Return the line containing "drop a dot on the forest" and all lines after it exactly; stop at the end of the material.

....

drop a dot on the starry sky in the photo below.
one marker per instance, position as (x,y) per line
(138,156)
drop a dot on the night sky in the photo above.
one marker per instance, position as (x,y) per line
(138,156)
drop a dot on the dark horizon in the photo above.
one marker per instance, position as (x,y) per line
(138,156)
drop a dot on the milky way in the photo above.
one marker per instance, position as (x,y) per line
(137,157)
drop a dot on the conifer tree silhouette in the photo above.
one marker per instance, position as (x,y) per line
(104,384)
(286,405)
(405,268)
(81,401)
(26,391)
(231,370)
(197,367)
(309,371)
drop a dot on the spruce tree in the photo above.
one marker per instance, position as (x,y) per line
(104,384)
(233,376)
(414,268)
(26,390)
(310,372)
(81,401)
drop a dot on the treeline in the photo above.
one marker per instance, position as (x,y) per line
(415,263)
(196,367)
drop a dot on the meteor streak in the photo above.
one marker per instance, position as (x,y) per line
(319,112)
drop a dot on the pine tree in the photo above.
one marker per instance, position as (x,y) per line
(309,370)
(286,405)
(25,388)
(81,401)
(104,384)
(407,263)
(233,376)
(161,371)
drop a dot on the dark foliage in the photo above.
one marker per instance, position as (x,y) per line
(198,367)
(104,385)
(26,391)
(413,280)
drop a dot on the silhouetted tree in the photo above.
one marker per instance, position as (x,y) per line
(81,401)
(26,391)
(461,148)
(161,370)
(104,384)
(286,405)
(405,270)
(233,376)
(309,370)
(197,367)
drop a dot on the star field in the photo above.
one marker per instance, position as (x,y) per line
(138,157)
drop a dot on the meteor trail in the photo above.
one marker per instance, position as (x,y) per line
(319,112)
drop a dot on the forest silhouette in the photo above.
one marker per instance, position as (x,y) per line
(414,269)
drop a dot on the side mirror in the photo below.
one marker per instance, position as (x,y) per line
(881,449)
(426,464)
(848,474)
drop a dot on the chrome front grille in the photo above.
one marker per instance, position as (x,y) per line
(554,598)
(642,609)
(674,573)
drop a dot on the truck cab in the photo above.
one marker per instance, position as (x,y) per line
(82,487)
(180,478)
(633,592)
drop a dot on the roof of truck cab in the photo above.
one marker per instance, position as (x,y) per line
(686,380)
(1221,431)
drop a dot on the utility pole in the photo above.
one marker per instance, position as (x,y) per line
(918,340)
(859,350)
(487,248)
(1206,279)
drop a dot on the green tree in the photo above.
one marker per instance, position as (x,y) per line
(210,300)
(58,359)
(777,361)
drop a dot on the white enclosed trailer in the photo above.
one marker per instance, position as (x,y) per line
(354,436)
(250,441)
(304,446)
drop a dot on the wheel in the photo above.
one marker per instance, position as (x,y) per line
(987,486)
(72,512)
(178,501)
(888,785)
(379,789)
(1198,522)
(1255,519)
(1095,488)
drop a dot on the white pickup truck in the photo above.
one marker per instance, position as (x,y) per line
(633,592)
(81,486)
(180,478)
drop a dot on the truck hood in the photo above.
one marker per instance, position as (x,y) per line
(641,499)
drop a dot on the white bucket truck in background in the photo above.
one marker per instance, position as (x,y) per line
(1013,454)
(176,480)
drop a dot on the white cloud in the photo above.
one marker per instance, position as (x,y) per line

....

**Expected answer:**
drop a dot on the forest silhouette in the photo above.
one marker per instance, position as (x,y) per line
(414,269)
drop a dot on the side mirror in the photo below.
one marker per instance, position as (x,y) per line
(881,449)
(426,464)
(848,474)
drop a dot on the chrome front grille in the photo above.
one marker per instance, position as (x,y) per line
(554,598)
(642,609)
(674,573)
drop a dot on the truck cab in the photo above.
one marker per instance, position as (x,y) per line
(82,487)
(180,478)
(633,592)
drop a dot on the roof of truck cab in the photo above.
one marker per instance, position as (x,y) per line
(686,380)
(1221,431)
drop a dot on the utility pole in the photo above.
one marker per instance, position as (x,y) per line
(918,340)
(859,350)
(487,248)
(1206,279)
drop a dot on the green tree in the photo above.
one marker per instance, position as (x,y) per line
(210,300)
(58,359)
(777,361)
drop a dot on the white enclosed trailer in the photo above.
one marker per instance, position as (x,y) per line
(354,436)
(250,441)
(304,446)
drop a dot on the wheel in the photo above.
one marker per instance, position as (x,y) per line
(987,486)
(72,512)
(178,501)
(888,785)
(379,789)
(1198,522)
(1255,519)
(1095,488)
drop a dot on the white pickup truck in the photo above.
one marker per instance, position as (x,y) per line
(633,592)
(81,486)
(180,478)
drop a dot on the truck hood in the photo above.
one marker per instance, position as (x,y) per line
(641,499)
drop a dot on the white bucket truck in background in the photo above.
one marker per instance, position as (x,y) per line
(1013,454)
(176,480)
drop a dot on the white cloud in the photo above.
one marker per instance, position as (x,y) per line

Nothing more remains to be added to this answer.